* _DIRECTIVE_: Pick out each line in the items below that contains the word "door" and copy those lines without changing them.

....

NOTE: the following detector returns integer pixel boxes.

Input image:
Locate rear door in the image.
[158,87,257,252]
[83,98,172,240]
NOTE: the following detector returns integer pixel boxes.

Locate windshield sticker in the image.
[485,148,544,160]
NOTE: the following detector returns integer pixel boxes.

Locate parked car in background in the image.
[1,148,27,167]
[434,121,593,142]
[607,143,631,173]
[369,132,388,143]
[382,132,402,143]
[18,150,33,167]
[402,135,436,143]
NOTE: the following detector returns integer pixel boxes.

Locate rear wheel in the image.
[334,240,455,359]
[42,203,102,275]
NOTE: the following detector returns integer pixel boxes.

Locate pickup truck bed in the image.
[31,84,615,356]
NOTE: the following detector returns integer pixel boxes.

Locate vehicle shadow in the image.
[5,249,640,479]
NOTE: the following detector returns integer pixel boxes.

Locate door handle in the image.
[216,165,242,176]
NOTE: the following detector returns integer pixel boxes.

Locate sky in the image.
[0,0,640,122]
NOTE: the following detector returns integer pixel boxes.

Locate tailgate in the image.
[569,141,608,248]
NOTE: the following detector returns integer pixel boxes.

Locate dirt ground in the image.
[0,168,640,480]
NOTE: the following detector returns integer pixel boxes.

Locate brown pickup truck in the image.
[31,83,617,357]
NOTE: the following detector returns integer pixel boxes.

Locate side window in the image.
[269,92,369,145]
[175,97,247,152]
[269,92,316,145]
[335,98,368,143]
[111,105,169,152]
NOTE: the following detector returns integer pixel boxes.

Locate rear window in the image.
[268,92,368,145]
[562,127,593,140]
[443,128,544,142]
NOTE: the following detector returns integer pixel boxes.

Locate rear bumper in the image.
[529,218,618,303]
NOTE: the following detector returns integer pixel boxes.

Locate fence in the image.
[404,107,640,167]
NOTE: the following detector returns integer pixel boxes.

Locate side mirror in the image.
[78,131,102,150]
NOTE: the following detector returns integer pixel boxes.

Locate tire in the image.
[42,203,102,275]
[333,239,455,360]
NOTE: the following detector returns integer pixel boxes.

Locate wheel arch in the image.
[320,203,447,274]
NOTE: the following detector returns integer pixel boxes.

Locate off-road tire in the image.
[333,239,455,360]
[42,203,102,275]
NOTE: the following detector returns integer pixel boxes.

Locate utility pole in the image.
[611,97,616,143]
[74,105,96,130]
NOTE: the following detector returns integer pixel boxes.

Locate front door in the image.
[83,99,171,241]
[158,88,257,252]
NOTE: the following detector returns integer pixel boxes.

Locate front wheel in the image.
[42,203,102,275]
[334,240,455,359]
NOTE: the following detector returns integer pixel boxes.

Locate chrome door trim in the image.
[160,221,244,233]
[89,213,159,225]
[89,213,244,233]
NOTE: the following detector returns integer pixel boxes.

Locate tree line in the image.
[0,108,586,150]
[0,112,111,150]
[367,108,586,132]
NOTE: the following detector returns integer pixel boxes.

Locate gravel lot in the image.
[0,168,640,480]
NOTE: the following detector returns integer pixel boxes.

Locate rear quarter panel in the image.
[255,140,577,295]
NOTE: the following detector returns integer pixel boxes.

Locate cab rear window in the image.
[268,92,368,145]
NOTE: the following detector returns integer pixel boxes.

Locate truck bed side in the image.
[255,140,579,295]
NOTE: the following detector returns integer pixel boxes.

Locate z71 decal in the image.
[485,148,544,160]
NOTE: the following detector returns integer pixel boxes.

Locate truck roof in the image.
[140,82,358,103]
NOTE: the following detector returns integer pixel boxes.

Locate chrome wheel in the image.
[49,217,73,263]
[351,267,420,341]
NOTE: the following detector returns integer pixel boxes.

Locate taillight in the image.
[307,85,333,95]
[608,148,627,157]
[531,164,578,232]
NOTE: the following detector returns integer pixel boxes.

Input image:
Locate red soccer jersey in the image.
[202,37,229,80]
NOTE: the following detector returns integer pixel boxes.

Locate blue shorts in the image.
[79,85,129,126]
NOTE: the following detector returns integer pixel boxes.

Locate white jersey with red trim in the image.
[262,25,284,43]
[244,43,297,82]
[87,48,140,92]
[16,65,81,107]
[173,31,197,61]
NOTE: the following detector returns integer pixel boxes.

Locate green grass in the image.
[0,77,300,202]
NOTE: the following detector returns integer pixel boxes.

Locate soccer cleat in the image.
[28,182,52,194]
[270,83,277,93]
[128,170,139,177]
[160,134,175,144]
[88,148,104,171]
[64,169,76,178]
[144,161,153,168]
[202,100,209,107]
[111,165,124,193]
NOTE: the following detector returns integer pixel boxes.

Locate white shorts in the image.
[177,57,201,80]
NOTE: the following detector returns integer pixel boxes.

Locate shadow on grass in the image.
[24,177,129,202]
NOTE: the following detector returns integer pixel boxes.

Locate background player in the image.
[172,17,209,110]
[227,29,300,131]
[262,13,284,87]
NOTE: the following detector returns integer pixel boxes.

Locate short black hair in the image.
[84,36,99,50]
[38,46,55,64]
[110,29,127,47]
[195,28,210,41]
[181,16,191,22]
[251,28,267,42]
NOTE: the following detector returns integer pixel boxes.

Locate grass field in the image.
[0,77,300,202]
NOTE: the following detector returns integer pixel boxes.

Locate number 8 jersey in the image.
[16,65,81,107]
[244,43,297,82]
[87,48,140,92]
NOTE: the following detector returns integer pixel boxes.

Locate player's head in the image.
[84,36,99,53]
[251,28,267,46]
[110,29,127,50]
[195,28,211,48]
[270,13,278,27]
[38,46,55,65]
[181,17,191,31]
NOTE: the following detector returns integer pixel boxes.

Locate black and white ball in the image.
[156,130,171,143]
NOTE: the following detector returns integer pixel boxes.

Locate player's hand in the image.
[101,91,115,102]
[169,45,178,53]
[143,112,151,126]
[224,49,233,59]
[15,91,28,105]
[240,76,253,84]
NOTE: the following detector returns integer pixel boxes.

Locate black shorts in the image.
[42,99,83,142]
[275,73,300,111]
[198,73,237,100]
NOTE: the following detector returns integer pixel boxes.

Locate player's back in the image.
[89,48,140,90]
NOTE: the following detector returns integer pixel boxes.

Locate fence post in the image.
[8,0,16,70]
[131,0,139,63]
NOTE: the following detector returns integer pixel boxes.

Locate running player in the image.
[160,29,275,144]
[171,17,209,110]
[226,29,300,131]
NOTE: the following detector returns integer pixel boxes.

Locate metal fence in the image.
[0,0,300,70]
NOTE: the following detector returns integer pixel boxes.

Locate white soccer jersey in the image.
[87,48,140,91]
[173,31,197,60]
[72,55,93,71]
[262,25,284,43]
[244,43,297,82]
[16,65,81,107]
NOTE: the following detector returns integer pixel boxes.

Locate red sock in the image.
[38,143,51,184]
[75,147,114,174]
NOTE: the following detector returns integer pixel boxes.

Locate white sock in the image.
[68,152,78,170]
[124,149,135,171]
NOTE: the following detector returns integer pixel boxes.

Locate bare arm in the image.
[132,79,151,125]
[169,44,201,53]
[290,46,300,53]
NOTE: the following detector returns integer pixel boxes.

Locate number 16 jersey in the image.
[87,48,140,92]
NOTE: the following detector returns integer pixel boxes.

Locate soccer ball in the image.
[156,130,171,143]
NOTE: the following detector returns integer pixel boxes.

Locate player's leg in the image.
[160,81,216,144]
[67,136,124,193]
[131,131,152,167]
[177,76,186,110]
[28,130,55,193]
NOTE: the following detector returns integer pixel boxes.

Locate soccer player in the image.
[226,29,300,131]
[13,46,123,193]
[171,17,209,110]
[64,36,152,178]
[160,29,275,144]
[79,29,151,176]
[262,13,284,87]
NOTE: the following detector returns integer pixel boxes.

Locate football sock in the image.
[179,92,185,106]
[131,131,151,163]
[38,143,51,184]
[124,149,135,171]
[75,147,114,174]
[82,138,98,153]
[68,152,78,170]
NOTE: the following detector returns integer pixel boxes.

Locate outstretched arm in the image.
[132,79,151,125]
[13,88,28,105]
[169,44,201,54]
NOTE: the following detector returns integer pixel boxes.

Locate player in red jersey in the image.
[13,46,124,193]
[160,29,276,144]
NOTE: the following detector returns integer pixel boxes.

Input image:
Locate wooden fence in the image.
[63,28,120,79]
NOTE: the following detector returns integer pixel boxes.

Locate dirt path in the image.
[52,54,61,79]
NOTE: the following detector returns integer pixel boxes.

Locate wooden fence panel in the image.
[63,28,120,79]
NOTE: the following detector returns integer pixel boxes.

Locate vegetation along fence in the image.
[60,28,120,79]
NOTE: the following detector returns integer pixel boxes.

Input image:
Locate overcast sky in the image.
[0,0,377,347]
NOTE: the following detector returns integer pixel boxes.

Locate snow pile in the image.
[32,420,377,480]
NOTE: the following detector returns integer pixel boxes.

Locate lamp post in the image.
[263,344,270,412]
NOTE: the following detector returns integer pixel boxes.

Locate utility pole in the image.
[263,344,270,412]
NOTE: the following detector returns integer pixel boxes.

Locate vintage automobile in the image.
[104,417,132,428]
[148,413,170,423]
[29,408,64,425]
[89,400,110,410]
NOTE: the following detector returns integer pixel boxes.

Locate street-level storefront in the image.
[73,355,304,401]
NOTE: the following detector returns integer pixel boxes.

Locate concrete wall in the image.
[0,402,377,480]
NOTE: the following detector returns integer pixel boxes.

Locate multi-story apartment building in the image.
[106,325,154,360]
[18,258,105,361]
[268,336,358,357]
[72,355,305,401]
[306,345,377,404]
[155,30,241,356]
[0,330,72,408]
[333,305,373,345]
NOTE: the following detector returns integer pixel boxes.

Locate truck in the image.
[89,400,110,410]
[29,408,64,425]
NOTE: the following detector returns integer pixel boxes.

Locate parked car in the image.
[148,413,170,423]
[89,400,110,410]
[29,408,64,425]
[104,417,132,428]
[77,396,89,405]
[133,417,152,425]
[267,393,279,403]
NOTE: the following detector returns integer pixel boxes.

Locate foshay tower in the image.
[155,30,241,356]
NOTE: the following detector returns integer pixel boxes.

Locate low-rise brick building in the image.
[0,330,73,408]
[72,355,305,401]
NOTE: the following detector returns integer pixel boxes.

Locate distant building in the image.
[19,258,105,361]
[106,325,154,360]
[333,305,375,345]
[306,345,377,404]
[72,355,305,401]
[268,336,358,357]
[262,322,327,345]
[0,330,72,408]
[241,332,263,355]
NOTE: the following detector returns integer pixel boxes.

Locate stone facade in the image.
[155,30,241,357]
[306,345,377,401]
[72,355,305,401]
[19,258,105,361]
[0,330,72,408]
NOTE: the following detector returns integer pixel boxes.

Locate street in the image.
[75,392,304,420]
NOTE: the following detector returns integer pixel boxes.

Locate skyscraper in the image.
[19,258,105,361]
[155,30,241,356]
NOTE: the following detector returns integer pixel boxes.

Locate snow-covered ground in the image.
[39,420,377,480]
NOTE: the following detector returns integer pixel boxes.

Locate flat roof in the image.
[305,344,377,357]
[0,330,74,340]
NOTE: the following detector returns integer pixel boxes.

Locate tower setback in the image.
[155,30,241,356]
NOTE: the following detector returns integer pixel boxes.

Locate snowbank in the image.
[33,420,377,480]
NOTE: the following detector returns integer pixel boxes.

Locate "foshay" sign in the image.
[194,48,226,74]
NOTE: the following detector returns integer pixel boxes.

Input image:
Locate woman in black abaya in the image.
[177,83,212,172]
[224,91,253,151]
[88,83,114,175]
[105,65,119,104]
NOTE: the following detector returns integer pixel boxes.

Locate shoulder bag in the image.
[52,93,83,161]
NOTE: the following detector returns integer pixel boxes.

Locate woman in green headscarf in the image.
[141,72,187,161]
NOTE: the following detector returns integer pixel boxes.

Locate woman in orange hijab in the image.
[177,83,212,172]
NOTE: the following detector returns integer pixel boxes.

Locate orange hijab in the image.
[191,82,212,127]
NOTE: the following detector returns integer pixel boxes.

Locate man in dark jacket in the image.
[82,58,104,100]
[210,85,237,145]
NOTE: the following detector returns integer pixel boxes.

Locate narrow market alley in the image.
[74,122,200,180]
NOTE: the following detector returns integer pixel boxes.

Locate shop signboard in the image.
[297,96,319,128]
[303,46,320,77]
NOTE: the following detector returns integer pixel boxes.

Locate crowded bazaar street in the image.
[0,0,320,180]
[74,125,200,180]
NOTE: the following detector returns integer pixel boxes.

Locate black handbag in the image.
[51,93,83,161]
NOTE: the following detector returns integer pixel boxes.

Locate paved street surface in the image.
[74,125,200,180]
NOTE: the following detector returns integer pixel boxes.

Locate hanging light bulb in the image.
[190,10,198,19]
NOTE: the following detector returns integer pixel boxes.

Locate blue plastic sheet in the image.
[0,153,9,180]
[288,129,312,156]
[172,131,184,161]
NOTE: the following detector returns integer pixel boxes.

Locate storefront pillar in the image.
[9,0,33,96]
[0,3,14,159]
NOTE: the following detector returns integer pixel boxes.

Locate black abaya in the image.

....

* _RESPONSE FOR THIS EXERCISE_:
Locate rear door in the image.
Locate door handle in the image.
Locate front door in the image.
Locate chrome door trim in the image.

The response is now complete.